Copy out all of the data below with no alterations.

Collection entries:
┄┄┄┄┄┄┄┄┄┄

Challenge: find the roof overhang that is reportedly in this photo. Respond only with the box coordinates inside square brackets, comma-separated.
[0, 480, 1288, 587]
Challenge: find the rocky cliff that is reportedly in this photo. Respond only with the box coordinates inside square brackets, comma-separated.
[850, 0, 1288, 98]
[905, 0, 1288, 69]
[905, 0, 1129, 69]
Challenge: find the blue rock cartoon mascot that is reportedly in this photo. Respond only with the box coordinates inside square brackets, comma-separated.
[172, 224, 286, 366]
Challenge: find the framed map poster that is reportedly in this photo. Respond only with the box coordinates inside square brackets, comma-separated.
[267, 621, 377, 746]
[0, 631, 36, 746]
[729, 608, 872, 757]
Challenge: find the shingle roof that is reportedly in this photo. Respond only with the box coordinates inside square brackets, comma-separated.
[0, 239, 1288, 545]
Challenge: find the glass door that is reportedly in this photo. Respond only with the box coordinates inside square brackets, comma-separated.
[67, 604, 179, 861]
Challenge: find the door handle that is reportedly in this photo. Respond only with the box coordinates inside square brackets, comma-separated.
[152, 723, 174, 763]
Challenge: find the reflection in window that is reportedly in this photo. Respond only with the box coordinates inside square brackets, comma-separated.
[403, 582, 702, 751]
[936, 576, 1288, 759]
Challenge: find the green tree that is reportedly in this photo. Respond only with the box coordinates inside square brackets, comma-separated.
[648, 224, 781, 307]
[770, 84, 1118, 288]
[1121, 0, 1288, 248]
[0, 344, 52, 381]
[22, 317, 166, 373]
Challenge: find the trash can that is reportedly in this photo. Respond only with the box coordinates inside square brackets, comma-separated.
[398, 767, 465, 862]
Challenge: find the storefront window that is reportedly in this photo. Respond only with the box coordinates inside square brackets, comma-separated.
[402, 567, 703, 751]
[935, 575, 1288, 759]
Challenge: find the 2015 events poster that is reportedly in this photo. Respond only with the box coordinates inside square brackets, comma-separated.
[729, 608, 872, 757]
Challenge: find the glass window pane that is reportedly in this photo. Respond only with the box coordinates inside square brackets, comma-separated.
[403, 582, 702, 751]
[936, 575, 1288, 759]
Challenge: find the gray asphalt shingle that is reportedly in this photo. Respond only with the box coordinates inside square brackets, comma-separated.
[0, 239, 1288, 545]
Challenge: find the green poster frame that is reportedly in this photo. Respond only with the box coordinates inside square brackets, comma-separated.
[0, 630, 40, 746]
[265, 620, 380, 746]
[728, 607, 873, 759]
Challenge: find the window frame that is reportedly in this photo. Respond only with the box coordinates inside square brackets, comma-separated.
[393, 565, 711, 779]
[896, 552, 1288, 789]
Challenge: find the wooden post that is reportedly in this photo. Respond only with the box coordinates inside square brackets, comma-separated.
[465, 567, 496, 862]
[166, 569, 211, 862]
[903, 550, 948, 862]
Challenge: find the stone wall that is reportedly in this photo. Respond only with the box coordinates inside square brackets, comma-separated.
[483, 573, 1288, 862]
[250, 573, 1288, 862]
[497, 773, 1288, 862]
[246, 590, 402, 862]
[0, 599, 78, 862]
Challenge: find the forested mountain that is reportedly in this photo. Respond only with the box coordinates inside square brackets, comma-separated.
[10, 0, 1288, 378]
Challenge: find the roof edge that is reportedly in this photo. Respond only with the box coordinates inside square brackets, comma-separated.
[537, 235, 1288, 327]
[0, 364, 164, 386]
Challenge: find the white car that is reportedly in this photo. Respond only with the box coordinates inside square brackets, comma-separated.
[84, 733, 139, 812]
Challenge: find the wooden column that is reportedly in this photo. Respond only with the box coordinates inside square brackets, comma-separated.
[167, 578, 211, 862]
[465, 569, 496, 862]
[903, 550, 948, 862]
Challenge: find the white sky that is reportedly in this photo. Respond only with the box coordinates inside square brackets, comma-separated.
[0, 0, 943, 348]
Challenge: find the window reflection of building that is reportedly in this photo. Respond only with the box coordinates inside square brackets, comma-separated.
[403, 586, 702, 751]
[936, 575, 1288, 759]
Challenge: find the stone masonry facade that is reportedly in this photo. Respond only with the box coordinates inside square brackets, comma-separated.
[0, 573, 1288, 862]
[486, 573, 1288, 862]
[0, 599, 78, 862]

┄┄┄┄┄┄┄┄┄┄

> _SOLUTION FOR THIS TASK_
Challenge: find the roof overhang that is reportedly in this photo. Respond only with the box coordinates inside square brackets, comma-separated.
[0, 480, 1288, 587]
Challenge: find the rocky cliff that is reportedly in this photo. Respond only with the box coordinates inside square brackets, comma-separated.
[850, 0, 1288, 98]
[905, 0, 1288, 69]
[905, 0, 1129, 69]
Challenge: find the blue rock cartoon mascot that is reportedly in this photo. Respond only with the box coordinates inside square brackets, comma-separated.
[172, 224, 286, 366]
Challenge: find the framed map poster that is reportedly in this photo. Respond only with the box coordinates inside square brackets, comma-separated.
[267, 621, 377, 746]
[0, 631, 36, 746]
[729, 608, 872, 757]
Challenge: find the shingle roof that is reportedly in this photo. Respond only with the box coordinates inside square brackets, comma-separated.
[0, 239, 1288, 545]
Challenge: find the glass door that is reportedly in this photo. Respond only with the box coordinates inside square brackets, comma-separated.
[67, 604, 179, 861]
Challenge: find the door handle that is reportedly in this photo. Respond only with the box coordinates inside square brackets, comma-separated.
[152, 723, 174, 763]
Challenge: find the reflection in window that is reportedly in this photo. Respond only with the box coordinates inside square brackets, comma-separated.
[403, 582, 702, 751]
[936, 576, 1288, 759]
Challenge: find the green tree that is reportedly in this photo. Respond only with the box coordinates inside square brackets, comma-separated.
[648, 224, 781, 307]
[770, 84, 1118, 288]
[1121, 0, 1288, 248]
[0, 344, 52, 381]
[22, 317, 166, 373]
Challenge: find the trash can that is reportedly in this photo. Respond only with the box coordinates inside square brackets, comma-separated.
[398, 767, 465, 862]
Challenge: find the storefront window that is reportedly in this photo. Respond only with the box coordinates inside square brackets, comma-separated.
[402, 567, 703, 751]
[935, 575, 1288, 759]
Challenge: find the 2015 events poster that is reportedly in this photo. Respond only with the box coordinates inside square brackets, comma-separated.
[729, 608, 872, 757]
Challenge: find the glass window pane that is reportedly in this photo. Respond only with the box coordinates inside square brackets, comma-separated.
[403, 582, 702, 751]
[936, 575, 1288, 759]
Challenge: find the gray asphalt shingle that is reportedly in this photo. Respond only with the box coordinates inside square brackets, comma-separated.
[0, 239, 1288, 545]
Challenge: find the green poster frame that is reportedly in this photo. Respond only with the box coordinates inside square brackets, comma-separated.
[0, 630, 40, 746]
[265, 620, 380, 746]
[728, 607, 873, 759]
Challenge: find the window frame that is reportedly in this photo. Respond only with the box coordinates inside square brackets, comma-separated.
[393, 565, 711, 779]
[896, 552, 1288, 789]
Challenge: find the wooden post that is reportedly in this photo. Respond only with the box coordinates inside square brackets, comma-separated.
[465, 567, 496, 862]
[166, 569, 211, 862]
[903, 550, 948, 862]
Challenge: find the stone wall that is reportedly in this photo. Respond only with the box coordinates inside square brackets, comma-separated.
[483, 573, 1288, 862]
[250, 573, 1288, 862]
[497, 773, 1288, 862]
[246, 590, 402, 862]
[0, 599, 78, 862]
Challenge: find the forested mountain that is reportedly in this photo. Respond only with the box coordinates inside square brackets, comma-separated.
[10, 0, 1288, 378]
Challenge: find the roof edge that is reportedly in this photo. Respond only with the box coordinates inside square brackets, comma-separated.
[537, 235, 1288, 327]
[0, 364, 164, 386]
Challenge: find the white car that is reportedly in this photo. Respond only with the box coordinates inside square brackets, comma-separated.
[84, 733, 139, 812]
Challenge: find the wooden column that is reportedly in this photo. Respond only with the box coordinates inside square brackets, comma-separated.
[167, 578, 211, 862]
[465, 569, 496, 862]
[903, 550, 948, 862]
Challenge: find the white sky that is reportedly in this photo. Respond only with the box coordinates inside square brackets, comma-separated.
[0, 0, 943, 348]
Challenge: find the window reflection of building that is reportedly in this photo. Respond only with the box coordinates inside square brackets, comma-separated.
[403, 586, 702, 751]
[936, 575, 1288, 759]
Challenge: find the stone masonry facade that is reportedly in this photo. Respond only with the box coordinates inside square brackets, comma-separated.
[0, 573, 1288, 862]
[486, 573, 1288, 862]
[0, 599, 78, 862]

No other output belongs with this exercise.